本文
# # # #
7月1日に京大病院の実験室で発生した火災をめぐり、大学当局は10月14日、住民団体らが9月30日に提出した3度目の申入書に回答した。「法定帳簿の記載不備」が認められたと明記したものの、住民団体らが要求している「住民説明会の開催」への言及は今回はなかった。
 

「法定帳簿の不備」と明記

回答では、「法定帳簿の不備が認められた」という文言が明記された。法廷帳簿の不備とはトリチウムとインジウムの記録が実際の状況と異なっていたことだ。放射性物質を扱う場合、放射性物質の使用や保管、廃棄の記録をつけることが法律で義務付けられている。今回の火災では、記録上「廃棄」されて所定の場所に移動したはずのトリチウムが使用されずに貯蔵室の冷蔵庫に残されていたほか、「廃棄」したとされるインジウムが実際には実験室に残っていた。
# # # #
分析用資料
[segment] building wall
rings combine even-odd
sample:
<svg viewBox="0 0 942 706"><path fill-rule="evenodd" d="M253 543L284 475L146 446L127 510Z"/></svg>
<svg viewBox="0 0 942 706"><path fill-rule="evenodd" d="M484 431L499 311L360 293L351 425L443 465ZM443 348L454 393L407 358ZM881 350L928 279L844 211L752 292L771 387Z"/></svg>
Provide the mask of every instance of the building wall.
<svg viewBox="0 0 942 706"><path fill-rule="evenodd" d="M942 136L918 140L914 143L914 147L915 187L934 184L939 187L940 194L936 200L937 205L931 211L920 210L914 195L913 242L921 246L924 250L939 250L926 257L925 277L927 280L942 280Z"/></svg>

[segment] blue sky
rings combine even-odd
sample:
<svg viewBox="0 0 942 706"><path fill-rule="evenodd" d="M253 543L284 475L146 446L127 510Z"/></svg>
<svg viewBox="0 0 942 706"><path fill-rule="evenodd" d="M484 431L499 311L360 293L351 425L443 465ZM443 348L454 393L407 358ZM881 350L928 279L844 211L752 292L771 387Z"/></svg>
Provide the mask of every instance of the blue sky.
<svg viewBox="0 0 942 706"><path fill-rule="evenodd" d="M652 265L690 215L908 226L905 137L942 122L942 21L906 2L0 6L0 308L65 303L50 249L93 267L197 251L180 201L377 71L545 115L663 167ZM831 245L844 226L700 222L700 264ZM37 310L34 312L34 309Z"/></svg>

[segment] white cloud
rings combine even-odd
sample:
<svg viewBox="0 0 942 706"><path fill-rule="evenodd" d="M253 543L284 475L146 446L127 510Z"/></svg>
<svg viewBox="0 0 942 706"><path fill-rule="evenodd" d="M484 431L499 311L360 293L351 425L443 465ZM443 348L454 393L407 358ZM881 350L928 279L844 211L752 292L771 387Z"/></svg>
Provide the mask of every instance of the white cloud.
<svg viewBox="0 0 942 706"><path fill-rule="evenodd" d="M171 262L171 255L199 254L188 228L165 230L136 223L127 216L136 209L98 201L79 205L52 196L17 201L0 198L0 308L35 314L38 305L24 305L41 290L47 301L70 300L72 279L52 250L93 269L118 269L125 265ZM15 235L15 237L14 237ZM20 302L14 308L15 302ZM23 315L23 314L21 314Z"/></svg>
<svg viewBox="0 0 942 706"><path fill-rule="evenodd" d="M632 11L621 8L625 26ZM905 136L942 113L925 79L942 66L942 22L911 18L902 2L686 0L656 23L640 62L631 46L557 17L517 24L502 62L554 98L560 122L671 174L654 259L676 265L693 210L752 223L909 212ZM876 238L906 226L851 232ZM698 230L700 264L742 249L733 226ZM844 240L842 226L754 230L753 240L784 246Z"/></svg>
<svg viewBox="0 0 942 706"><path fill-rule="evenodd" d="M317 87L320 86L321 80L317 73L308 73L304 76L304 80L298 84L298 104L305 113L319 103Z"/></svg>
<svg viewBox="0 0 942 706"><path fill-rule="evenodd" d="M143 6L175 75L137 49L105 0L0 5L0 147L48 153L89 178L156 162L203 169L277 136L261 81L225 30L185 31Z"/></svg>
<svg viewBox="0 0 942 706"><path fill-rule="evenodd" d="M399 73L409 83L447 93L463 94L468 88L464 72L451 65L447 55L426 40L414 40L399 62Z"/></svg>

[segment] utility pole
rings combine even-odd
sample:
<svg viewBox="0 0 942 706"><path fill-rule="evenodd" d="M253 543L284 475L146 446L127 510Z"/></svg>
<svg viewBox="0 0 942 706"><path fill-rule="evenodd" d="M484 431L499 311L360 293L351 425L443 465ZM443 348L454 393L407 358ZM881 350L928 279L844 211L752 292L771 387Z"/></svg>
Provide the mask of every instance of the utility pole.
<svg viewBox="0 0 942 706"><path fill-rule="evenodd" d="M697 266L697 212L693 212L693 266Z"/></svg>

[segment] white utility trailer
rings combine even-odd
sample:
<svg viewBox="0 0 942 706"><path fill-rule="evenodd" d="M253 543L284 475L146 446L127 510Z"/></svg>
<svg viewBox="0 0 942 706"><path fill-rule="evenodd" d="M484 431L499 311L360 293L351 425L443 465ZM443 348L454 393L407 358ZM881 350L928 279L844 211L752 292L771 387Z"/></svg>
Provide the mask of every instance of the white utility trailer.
# # # #
必要な作業
本文によると、大学当局が10月14日に回答した住民団体らの申入書は何度目のものか、答えてください。 資料はこの作業には一切関わらない。

解答
3度目の申入書である。